Excerpts from a point labeling dataset
- - - -

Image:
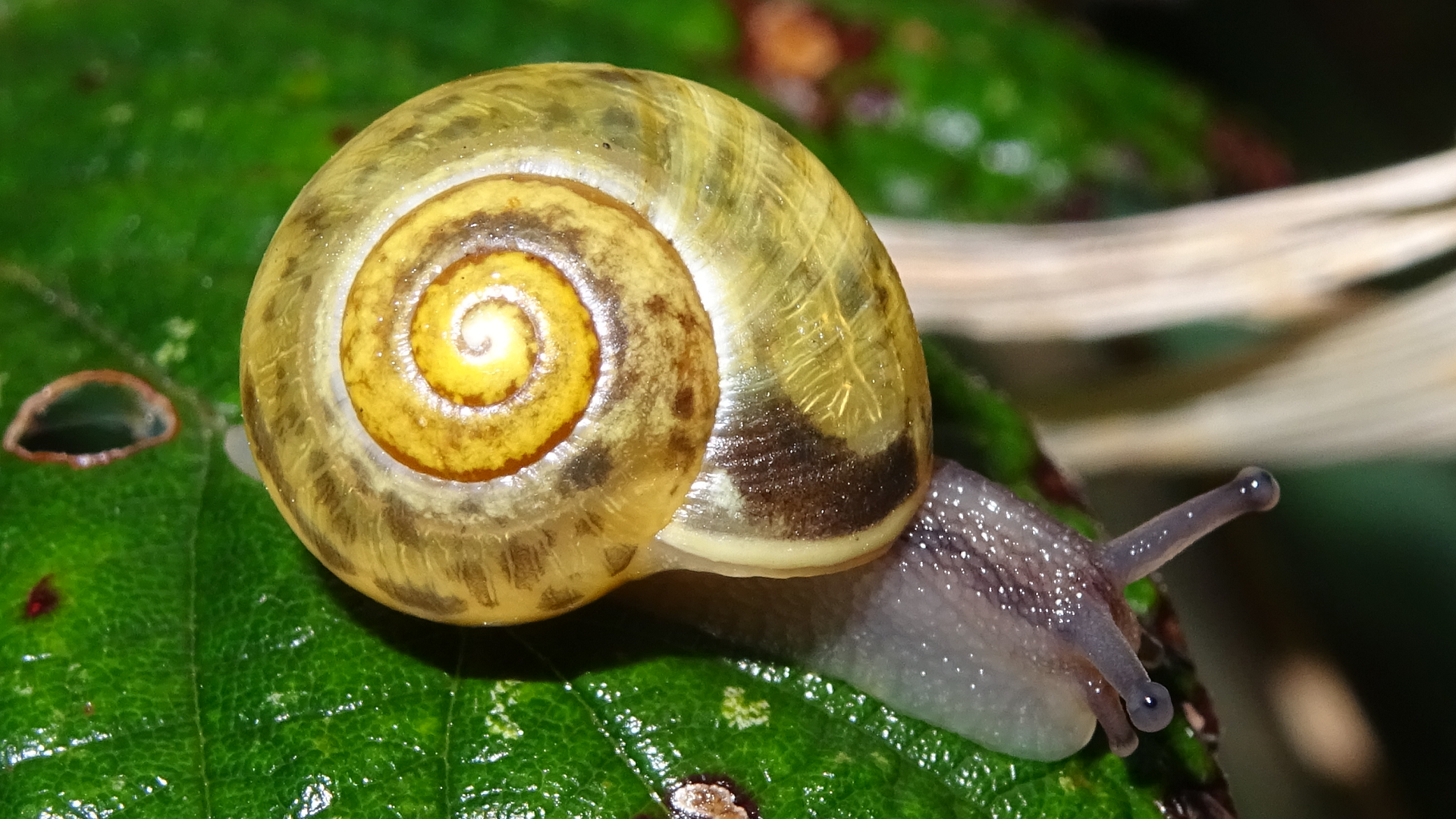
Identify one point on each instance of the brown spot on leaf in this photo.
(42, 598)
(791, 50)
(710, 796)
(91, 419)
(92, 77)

- - - -

* **Given instruction**:
Lay out every line of the listing above as a JSON list of strings, one string per line, skipping blank lines and leaving out the pictures.

* **Reply to the task**:
[
  "Image:",
  "Identify one point on each instance of the brown spot on leaf in this photo.",
  "(42, 598)",
  "(791, 50)",
  "(710, 796)",
  "(91, 419)",
  "(92, 77)"
]